Rewrite the records from the line with "the yellow studio" through the end of the records, putting "survey log" wherever "field log" appears and keeping everything else unchanged.

───── Data ─────

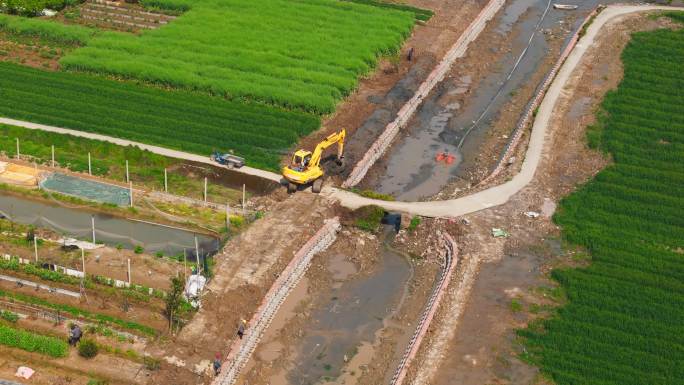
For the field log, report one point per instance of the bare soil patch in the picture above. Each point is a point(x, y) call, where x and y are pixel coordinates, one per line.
point(482, 349)
point(384, 91)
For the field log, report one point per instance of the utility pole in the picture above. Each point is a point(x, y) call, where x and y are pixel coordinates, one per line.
point(197, 254)
point(92, 225)
point(227, 218)
point(83, 261)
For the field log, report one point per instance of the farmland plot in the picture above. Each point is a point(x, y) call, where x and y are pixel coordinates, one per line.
point(623, 323)
point(175, 119)
point(303, 54)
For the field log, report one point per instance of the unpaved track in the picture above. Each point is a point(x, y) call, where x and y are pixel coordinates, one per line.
point(154, 149)
point(500, 194)
point(246, 267)
point(481, 247)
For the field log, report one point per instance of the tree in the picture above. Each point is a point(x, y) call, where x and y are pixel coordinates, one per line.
point(174, 298)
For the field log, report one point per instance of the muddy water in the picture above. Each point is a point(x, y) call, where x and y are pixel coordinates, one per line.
point(340, 336)
point(442, 123)
point(110, 230)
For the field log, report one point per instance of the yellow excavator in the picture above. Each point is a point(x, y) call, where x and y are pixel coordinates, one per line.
point(306, 168)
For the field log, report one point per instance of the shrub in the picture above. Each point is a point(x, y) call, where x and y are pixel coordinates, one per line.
point(415, 221)
point(9, 316)
point(32, 342)
point(87, 348)
point(151, 363)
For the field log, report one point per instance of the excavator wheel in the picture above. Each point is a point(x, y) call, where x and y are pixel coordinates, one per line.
point(291, 188)
point(317, 185)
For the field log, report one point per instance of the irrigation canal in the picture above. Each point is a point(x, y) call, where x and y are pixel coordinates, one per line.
point(112, 231)
point(442, 124)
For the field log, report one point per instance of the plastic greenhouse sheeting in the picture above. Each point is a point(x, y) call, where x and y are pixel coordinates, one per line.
point(86, 189)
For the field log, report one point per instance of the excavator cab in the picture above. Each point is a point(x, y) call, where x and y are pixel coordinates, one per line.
point(305, 168)
point(300, 160)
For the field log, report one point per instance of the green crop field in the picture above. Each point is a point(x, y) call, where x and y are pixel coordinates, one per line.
point(241, 75)
point(624, 319)
point(32, 342)
point(304, 54)
point(175, 119)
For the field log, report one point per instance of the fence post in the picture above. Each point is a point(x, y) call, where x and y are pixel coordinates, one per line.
point(197, 254)
point(92, 225)
point(227, 218)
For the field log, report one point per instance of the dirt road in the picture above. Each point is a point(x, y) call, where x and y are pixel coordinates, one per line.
point(471, 344)
point(246, 268)
point(500, 194)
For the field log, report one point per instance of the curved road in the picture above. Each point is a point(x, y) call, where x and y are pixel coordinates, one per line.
point(493, 196)
point(500, 194)
point(154, 149)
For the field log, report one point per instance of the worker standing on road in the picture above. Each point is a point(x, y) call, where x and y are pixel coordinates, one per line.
point(241, 328)
point(75, 335)
point(217, 364)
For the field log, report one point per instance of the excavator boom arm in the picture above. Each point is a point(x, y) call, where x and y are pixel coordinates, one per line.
point(337, 137)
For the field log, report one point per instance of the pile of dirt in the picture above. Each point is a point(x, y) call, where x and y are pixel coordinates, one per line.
point(356, 254)
point(245, 270)
point(366, 112)
point(533, 242)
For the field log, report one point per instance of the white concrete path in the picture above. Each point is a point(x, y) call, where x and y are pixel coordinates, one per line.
point(493, 196)
point(500, 194)
point(155, 149)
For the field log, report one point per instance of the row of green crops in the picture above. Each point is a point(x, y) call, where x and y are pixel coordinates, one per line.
point(32, 342)
point(176, 119)
point(139, 292)
point(301, 54)
point(81, 313)
point(46, 30)
point(421, 14)
point(624, 320)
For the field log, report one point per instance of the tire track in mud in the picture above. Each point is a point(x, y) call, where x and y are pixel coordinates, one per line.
point(450, 263)
point(241, 350)
point(456, 51)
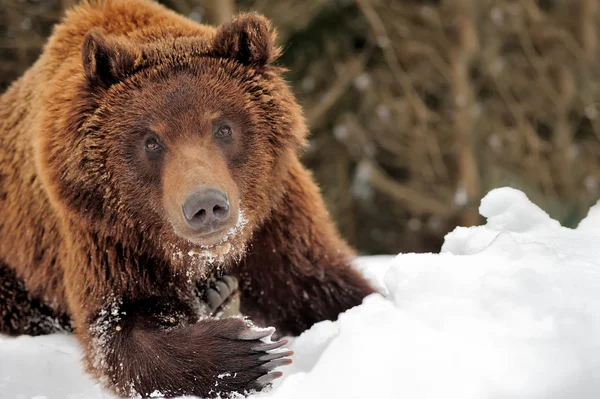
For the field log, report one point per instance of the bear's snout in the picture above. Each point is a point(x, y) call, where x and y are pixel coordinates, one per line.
point(206, 209)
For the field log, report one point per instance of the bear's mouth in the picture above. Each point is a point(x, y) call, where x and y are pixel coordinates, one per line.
point(223, 245)
point(214, 251)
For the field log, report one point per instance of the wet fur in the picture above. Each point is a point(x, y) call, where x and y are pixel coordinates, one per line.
point(75, 250)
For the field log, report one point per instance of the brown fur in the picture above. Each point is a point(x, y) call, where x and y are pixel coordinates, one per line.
point(90, 229)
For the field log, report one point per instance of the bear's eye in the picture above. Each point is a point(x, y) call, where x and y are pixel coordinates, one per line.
point(152, 145)
point(223, 131)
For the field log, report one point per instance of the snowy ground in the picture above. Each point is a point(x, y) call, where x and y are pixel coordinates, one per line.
point(507, 310)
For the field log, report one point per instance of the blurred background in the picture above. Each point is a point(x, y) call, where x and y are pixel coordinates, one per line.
point(417, 107)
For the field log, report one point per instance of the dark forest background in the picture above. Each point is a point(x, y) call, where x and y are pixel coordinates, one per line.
point(417, 107)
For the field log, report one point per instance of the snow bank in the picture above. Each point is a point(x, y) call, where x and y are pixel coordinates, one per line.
point(510, 309)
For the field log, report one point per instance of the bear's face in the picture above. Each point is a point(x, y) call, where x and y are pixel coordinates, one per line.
point(187, 151)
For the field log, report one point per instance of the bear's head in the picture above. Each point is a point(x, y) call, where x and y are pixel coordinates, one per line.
point(181, 144)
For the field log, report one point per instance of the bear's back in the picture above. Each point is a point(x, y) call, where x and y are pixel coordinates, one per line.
point(30, 237)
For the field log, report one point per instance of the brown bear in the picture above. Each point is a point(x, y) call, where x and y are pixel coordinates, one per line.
point(140, 154)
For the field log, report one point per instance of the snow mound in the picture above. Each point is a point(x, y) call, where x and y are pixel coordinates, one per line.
point(510, 309)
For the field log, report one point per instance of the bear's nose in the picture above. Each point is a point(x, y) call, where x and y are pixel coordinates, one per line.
point(207, 207)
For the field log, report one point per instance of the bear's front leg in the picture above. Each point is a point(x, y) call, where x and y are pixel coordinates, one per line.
point(297, 270)
point(146, 347)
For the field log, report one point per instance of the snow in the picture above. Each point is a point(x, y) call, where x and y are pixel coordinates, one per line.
point(510, 309)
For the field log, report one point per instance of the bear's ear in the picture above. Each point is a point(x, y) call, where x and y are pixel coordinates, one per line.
point(107, 60)
point(247, 38)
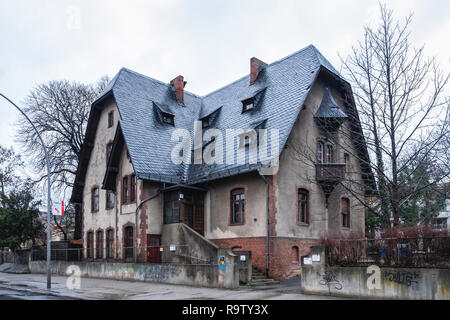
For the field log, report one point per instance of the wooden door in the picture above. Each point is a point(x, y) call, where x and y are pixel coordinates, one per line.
point(153, 248)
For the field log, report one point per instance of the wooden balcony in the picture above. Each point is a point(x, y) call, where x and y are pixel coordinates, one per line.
point(330, 172)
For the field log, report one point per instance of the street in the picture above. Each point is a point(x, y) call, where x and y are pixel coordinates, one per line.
point(33, 287)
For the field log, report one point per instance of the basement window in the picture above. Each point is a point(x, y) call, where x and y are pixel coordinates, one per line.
point(168, 118)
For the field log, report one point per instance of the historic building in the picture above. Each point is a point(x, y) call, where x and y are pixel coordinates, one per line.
point(131, 183)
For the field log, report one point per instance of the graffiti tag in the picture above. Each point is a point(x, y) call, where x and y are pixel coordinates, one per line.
point(407, 278)
point(329, 279)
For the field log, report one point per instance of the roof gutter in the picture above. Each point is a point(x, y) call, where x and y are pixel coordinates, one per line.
point(136, 227)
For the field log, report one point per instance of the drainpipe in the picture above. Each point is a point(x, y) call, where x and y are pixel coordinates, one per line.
point(136, 227)
point(267, 222)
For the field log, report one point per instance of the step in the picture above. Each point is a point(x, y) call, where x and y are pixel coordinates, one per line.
point(265, 282)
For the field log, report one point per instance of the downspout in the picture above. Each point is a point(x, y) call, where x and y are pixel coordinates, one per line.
point(136, 227)
point(267, 223)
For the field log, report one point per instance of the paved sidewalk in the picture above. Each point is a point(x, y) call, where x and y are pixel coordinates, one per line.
point(102, 289)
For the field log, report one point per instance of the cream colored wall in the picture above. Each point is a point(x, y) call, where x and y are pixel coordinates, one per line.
point(297, 170)
point(121, 214)
point(217, 208)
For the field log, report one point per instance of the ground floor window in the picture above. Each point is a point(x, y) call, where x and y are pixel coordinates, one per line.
point(99, 244)
point(128, 242)
point(90, 245)
point(303, 215)
point(345, 212)
point(110, 244)
point(237, 206)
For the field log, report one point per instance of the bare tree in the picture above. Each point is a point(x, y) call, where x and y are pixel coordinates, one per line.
point(404, 115)
point(9, 163)
point(60, 111)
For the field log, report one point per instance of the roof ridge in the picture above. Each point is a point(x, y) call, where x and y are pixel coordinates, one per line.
point(268, 65)
point(155, 80)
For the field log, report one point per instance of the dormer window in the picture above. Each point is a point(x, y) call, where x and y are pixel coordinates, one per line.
point(248, 105)
point(206, 122)
point(168, 118)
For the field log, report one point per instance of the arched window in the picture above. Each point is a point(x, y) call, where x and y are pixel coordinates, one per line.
point(94, 199)
point(329, 157)
point(303, 209)
point(237, 206)
point(345, 212)
point(99, 244)
point(128, 239)
point(319, 152)
point(294, 254)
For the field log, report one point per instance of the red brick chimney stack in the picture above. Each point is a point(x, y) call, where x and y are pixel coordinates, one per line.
point(255, 64)
point(179, 83)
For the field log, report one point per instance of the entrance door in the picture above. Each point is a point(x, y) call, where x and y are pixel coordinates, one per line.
point(153, 248)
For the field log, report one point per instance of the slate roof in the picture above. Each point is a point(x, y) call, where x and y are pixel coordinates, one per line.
point(328, 107)
point(281, 87)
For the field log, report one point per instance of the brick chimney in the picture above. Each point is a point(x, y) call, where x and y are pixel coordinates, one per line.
point(179, 83)
point(255, 65)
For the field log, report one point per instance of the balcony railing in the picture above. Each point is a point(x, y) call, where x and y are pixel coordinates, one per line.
point(330, 171)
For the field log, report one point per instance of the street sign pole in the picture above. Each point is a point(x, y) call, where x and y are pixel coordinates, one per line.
point(49, 200)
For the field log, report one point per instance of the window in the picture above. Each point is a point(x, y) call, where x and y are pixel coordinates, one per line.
point(168, 118)
point(319, 152)
point(345, 212)
point(108, 152)
point(171, 207)
point(206, 122)
point(110, 199)
point(294, 254)
point(303, 214)
point(237, 206)
point(248, 105)
point(99, 244)
point(125, 190)
point(133, 188)
point(110, 244)
point(110, 119)
point(330, 154)
point(128, 242)
point(94, 199)
point(90, 245)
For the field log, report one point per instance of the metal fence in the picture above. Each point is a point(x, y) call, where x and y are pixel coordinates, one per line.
point(395, 252)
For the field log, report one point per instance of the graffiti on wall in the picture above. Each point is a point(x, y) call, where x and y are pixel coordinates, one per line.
point(402, 277)
point(329, 279)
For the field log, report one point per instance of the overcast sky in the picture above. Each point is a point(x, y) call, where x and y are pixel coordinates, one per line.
point(208, 42)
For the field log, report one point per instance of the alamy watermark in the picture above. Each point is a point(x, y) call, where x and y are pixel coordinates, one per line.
point(74, 280)
point(238, 146)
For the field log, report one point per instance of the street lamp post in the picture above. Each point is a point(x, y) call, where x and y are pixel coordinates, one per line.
point(49, 201)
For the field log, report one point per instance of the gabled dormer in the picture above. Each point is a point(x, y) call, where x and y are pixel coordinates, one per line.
point(209, 119)
point(329, 117)
point(163, 114)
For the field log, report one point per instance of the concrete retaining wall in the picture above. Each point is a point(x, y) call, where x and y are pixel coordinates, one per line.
point(193, 275)
point(376, 282)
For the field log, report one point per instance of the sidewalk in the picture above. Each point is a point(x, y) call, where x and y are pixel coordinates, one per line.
point(102, 289)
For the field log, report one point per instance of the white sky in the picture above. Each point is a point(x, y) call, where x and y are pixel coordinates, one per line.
point(209, 42)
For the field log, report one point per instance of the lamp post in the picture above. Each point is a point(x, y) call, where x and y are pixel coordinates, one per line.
point(49, 201)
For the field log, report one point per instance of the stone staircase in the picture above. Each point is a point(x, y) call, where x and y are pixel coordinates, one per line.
point(260, 279)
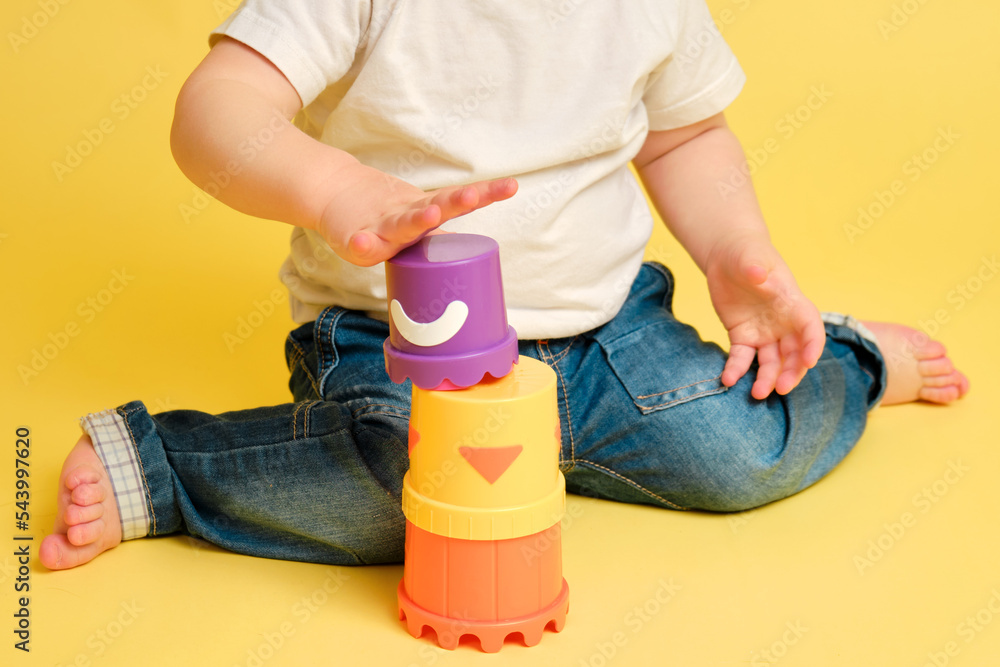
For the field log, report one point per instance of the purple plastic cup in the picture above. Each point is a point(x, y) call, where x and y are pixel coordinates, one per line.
point(447, 320)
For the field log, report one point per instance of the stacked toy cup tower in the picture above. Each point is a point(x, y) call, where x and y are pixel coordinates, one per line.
point(484, 496)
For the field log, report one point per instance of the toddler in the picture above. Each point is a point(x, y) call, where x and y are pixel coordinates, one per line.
point(367, 124)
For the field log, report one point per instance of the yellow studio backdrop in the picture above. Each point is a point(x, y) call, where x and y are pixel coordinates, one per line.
point(870, 128)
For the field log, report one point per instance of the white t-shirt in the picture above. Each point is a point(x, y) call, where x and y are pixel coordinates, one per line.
point(557, 93)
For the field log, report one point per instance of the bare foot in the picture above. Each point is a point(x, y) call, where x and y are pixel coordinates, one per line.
point(919, 368)
point(87, 522)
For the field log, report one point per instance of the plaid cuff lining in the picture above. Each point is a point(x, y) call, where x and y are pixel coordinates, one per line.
point(116, 450)
point(840, 319)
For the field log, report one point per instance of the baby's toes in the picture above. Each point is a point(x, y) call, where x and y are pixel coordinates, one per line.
point(82, 474)
point(953, 379)
point(85, 533)
point(87, 494)
point(77, 514)
point(940, 394)
point(936, 367)
point(926, 349)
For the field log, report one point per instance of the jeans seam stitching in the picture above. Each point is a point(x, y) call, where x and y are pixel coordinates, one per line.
point(305, 426)
point(633, 483)
point(565, 351)
point(312, 381)
point(142, 469)
point(679, 388)
point(569, 418)
point(295, 421)
point(298, 357)
point(334, 356)
point(682, 399)
point(384, 412)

─────

◆ Solution to this task:
For the survey log, report one point per instance of the yellow studio backdrop in the picture above. Each point is a point(x, y) call, where x and y are pixel coordinates, one per line.
point(870, 128)
For the survey log, report one point per instance of the white t-shirt in the picture above. Each point is a point(x, y) call, where x and y are pixel coordinates, one per line.
point(557, 93)
For the survey log, report one point per instance of the bare foot in the picture above. Each point is a point(x, y) call, where x and y are pixel coordinates, one per line.
point(919, 368)
point(87, 522)
For the survey log, report one point per instance of the plaid cuff lining in the picture above. Each point is a point(x, y) call, where x and y are pixel coordinates, one per line.
point(116, 450)
point(840, 319)
For the survey log, report one point per instance of the baby's toes in the picture above. Each point is a point(x, y) call, where x and y are pixel coordinates, one per line.
point(82, 474)
point(953, 379)
point(85, 533)
point(87, 494)
point(77, 514)
point(940, 394)
point(936, 367)
point(926, 349)
For the survey log, report one point per instance of the jeans seam stitching in the picture above. Each point is a point(x, y) call, where x and y are pixel coordinates, one per line.
point(305, 426)
point(633, 483)
point(565, 351)
point(312, 381)
point(142, 469)
point(679, 388)
point(569, 418)
point(295, 421)
point(298, 357)
point(334, 356)
point(682, 399)
point(384, 412)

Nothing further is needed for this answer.